Reproduce the listing below verbatim, line for line.

Excerpts from a dataset on pointing at objects
===
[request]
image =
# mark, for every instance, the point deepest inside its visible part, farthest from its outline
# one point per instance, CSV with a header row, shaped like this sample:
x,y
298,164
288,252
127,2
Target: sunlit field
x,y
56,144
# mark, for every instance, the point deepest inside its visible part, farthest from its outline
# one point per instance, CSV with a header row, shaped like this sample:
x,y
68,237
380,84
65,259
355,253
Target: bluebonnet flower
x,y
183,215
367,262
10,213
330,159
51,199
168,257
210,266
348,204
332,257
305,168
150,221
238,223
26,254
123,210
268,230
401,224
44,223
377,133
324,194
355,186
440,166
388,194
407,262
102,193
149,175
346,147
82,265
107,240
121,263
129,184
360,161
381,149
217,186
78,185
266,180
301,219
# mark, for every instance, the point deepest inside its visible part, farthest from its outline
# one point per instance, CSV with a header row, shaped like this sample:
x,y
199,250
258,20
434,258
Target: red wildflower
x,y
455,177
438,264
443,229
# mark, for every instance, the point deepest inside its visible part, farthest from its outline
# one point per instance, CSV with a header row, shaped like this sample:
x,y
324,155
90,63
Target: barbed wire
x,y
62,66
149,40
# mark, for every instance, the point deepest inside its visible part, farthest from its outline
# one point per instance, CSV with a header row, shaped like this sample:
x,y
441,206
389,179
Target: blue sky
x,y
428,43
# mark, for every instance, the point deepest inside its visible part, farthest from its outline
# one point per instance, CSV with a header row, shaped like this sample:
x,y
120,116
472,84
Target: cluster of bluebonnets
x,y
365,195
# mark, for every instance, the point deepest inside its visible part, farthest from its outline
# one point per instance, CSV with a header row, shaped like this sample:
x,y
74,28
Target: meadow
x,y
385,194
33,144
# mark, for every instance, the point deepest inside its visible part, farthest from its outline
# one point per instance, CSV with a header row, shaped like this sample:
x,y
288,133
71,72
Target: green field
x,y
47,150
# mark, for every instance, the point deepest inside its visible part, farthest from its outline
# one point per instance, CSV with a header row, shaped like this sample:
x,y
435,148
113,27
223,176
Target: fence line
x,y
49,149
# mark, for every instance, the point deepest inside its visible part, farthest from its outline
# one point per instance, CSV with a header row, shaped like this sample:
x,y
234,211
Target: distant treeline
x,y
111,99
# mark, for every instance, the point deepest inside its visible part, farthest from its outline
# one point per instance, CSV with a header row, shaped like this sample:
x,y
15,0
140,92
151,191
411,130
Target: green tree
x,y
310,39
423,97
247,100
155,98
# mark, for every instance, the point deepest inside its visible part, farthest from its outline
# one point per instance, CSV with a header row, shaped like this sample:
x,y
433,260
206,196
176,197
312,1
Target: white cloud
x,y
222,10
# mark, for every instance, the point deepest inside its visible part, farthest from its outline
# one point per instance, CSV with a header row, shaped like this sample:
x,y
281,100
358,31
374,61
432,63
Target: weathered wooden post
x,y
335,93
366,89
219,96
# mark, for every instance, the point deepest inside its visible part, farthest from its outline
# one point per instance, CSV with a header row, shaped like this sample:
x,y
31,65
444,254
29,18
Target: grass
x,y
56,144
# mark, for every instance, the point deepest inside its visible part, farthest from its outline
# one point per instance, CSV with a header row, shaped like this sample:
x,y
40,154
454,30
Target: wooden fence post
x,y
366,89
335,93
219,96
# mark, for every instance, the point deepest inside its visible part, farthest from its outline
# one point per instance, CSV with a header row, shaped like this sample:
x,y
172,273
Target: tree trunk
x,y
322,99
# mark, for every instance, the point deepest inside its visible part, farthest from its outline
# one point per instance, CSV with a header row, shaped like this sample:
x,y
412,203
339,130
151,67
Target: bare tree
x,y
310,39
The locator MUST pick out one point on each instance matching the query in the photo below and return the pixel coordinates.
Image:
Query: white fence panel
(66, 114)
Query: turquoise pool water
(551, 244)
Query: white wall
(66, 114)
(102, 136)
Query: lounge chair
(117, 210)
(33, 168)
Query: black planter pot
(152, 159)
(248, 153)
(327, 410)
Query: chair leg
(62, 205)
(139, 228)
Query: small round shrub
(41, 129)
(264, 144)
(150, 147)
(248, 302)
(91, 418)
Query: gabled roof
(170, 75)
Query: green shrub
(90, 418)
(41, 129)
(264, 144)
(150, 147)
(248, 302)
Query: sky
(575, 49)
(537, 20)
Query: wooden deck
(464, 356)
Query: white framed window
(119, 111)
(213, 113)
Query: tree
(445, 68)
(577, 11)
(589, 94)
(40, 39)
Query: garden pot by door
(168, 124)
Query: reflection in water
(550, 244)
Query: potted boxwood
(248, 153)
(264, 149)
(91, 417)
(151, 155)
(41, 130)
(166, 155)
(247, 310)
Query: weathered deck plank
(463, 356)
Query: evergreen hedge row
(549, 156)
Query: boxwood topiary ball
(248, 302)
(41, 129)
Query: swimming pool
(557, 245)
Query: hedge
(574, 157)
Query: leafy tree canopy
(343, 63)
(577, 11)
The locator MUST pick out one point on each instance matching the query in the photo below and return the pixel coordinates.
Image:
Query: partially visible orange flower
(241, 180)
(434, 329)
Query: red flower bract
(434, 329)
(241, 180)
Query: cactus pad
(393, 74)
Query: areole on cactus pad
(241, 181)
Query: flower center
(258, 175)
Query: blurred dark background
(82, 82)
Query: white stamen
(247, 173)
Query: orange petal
===
§ Output for this task:
[request]
image =
# mark, for every instance, the point deepest inside its visible part, farthest from its outline
# one point per instance, CSV with a header row, shaped like this sample:
x,y
298,164
288,252
127,2
Target: sunlit field
x,y
56,144
# mark, for every instance, the point deepest inside its visible part, farthest from its outline
# one point per instance, CSV with a header row, shaped like this sample:
x,y
68,237
380,84
65,259
355,253
Target: bluebonnet flower
x,y
183,215
367,262
10,213
330,159
51,199
168,257
210,266
348,204
332,257
305,168
150,221
238,223
26,254
123,210
268,230
401,224
44,223
377,133
324,194
355,186
440,166
388,194
407,262
102,193
149,175
346,147
82,265
107,240
121,263
129,184
360,161
381,149
217,186
78,185
266,180
301,219
# mark, for every instance, the point deepest inside its visible part, farthest from its outline
# one point per instance, CSV with a header row, shaped like this sample:
x,y
199,250
258,20
434,258
Target: red wildflower
x,y
455,177
438,264
443,229
# mark, for every instance, the point deepest inside its visible part, farthest from its outline
# one point per instance, CSV with a header row, shaped like this sample:
x,y
324,155
90,63
Target: barbed wire
x,y
62,66
149,40
# mark, for every instance, the point deepest inside its visible part, farthest from its outline
# one point per instance, CSV with a header row, shaped like this sample:
x,y
441,206
389,179
Target: blue sky
x,y
428,43
# mark, for every instance, the point deepest inside its visible part, farthest from its outline
# one point per instance, CSV with a header row, shaped like this sample:
x,y
120,116
472,84
Target: cluster of bluebonnets
x,y
365,195
# mark, for every instance, the point deepest inside its visible part, farthest from its outline
# one point per instance, CSV with a header row, shaped like this sample:
x,y
74,28
Target: meadow
x,y
385,194
33,144
# mark, for every instance, the point deepest inside its visible part, farthest from its outline
# one point per instance, CSV with a header row, shaped like this sample:
x,y
288,133
71,72
Target: green field
x,y
47,150
# mark, for every instance, the point deepest inside its visible part, farthest from its outline
# one point per instance, CSV with a header row, shaped like this sample:
x,y
435,148
113,27
223,176
Target: fence line
x,y
49,149
# mark, for every instance, the point deepest inside its visible part, farthest from its outline
# one point per instance, CSV with a header row, shaped like this sample:
x,y
234,211
Target: distant treeline
x,y
111,99
# mark, for every instance, the point deepest inside its visible part, farthest from its outline
# one point per instance, CSV with a header row, shaped like this sample:
x,y
15,0
140,92
151,191
411,130
Target: green tree
x,y
310,39
423,97
247,100
155,98
# mark, for every instance, the point deepest inside its visible part, farthest from its outline
# one point per instance, CSV with a header row, shaped like this sample:
x,y
433,260
206,196
176,197
312,1
Target: white cloud
x,y
222,10
# mark, for every instance, the point deepest inside its visible part, farthest from its outline
# one point per instance, CSV with a header row, shaped like this sample:
x,y
281,100
358,31
374,61
432,63
Target: weathered wooden post
x,y
335,93
366,89
219,96
# mark, for every instance, the point deepest inside its visible part, farthest from its outline
# one point per instance, CSV with a header row, shaped like this sample:
x,y
31,65
444,254
29,18
Target: grass
x,y
56,144
# mark, for every instance, the point deepest inside its visible part, farthest from its outline
# one point per instance, CSV with a header row, shaped like this sample:
x,y
40,154
454,30
Target: wooden fence post
x,y
366,89
335,93
219,96
# mark, for every instance, the point deepest inside its visible part, farthest from its outline
# one point per instance, CSV with a header row, shaped like this sample:
x,y
172,273
Target: tree trunk
x,y
322,99
# mark, for every instance, the point deepest inside its visible part, farthest from its outline
# one point per instance, CSV with a header row, shaped like this sample:
x,y
412,203
339,130
151,67
Target: bare tree
x,y
310,39
The locator MUST pick out one point on each instance matching the query in the photo below and return the pixel coordinates.
Image:
Query: white fence panel
(66, 114)
Query: turquoise pool water
(551, 244)
Query: white wall
(66, 114)
(102, 136)
Query: lounge chair
(117, 210)
(33, 168)
Query: black planter pot
(152, 159)
(248, 153)
(327, 410)
Query: chair leg
(62, 205)
(139, 228)
Query: small round shrub
(41, 129)
(264, 144)
(150, 147)
(248, 302)
(91, 418)
Query: gabled roof
(170, 75)
Query: green shrub
(90, 418)
(41, 129)
(264, 144)
(150, 147)
(248, 302)
Query: sky
(575, 49)
(537, 20)
Query: wooden deck
(464, 356)
Query: white framed window
(119, 111)
(213, 113)
Query: tree
(445, 68)
(577, 11)
(589, 94)
(40, 39)
Query: garden pot by door
(168, 124)
Query: reflection in water
(550, 244)
Query: potted boxwood
(248, 153)
(264, 149)
(91, 417)
(151, 155)
(41, 130)
(166, 155)
(247, 310)
Query: weathered deck plank
(463, 356)
Query: evergreen hedge row
(549, 156)
Query: boxwood topiary ball
(248, 302)
(41, 129)
Query: swimming pool
(557, 245)
Query: hedge
(574, 157)
Query: leafy tree canopy
(343, 63)
(577, 11)
The locator MUST pick out one point on each instance matching the query in the photo below and return the pixel coordinates.
Image:
Query: partially visible orange flower
(241, 180)
(434, 329)
Query: red flower bract
(434, 329)
(241, 180)
Query: cactus pad
(393, 74)
Query: areole on cactus pad
(241, 181)
Query: flower center
(258, 175)
Query: blurred dark background
(82, 82)
Query: white stamen
(247, 173)
Query: orange petal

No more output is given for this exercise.